▸ **Exercise goal**
Reproduce word for word the part of the items that opens with the line containing "Each instance receives a single keypoint. Tag the black" and closes with the last line of the items, including both of those lines.

— start Material for this task —

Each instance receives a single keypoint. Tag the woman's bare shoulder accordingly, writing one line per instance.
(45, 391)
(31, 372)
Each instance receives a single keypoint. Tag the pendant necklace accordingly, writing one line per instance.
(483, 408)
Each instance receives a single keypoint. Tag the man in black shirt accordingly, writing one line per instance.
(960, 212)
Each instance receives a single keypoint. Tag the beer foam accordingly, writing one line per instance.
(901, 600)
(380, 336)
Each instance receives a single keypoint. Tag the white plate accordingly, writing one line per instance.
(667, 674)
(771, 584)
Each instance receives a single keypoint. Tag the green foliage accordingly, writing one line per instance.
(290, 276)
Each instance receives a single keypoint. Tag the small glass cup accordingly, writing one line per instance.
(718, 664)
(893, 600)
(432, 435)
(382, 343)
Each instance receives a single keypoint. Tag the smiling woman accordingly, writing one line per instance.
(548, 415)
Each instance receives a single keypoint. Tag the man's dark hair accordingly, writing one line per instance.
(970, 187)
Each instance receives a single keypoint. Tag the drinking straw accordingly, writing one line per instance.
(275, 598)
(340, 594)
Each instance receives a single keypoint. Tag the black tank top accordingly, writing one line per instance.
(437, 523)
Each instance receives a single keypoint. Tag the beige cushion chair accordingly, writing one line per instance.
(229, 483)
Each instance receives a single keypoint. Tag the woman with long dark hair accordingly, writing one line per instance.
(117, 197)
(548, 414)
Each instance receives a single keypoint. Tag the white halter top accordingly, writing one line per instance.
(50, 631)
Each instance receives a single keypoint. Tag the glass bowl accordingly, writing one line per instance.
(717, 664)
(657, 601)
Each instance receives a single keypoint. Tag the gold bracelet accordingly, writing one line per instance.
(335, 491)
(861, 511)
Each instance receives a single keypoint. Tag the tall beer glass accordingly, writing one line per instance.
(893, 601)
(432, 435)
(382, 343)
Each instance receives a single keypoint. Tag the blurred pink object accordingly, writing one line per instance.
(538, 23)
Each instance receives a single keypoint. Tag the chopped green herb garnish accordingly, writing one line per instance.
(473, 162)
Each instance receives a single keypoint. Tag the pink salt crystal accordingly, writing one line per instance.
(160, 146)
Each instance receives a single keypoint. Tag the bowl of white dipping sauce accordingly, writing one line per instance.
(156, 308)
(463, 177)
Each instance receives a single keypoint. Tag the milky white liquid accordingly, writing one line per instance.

— end Material for this task —

▸ **Solution to the problem**
Each instance receives a single keypoint. Tag the black tank top accordingly, writing one line per instance.
(437, 523)
Each instance receives a single keypoint. Tag the beige cushion chair accordingly, writing one line per instance.
(229, 483)
Each instance receives a single keypoint. Tag the woman with long dark hair accordingly, writing one line per instance.
(117, 197)
(548, 414)
Each instance receives a single keypoint. Tag the white halter top accordingly, writing one line per instance.
(50, 631)
Each instance receives a single keypoint. Tag the glass bowl accordingly, writing one line per instance.
(717, 664)
(657, 601)
Each instance receives a single keypoint. Tag the gold bracelet accordingly, writing one line per instance.
(335, 491)
(861, 511)
Each instance receives a single keypoint. Tag the tall beer glass accordingly, writing one line per instance.
(893, 601)
(432, 435)
(382, 343)
Each instance receives a single keypoint. Tag the blurred pink object accordingly, writing one line per instance.
(538, 23)
Each instance receives a single keypoint. Tag the chopped green herb garnish accordingly, writing one line per instance.
(473, 162)
Each instance receives a single keypoint. Tag the pink salt crystal accordingly, writing one line per instance.
(160, 146)
Each instance receives a single keypoint. Tag the bowl of white dipping sauce accordingly, writing one line per instance.
(156, 308)
(463, 177)
Each instance receives a single keypoint. Tag the milky white liquid accordingly, writing one line per instance.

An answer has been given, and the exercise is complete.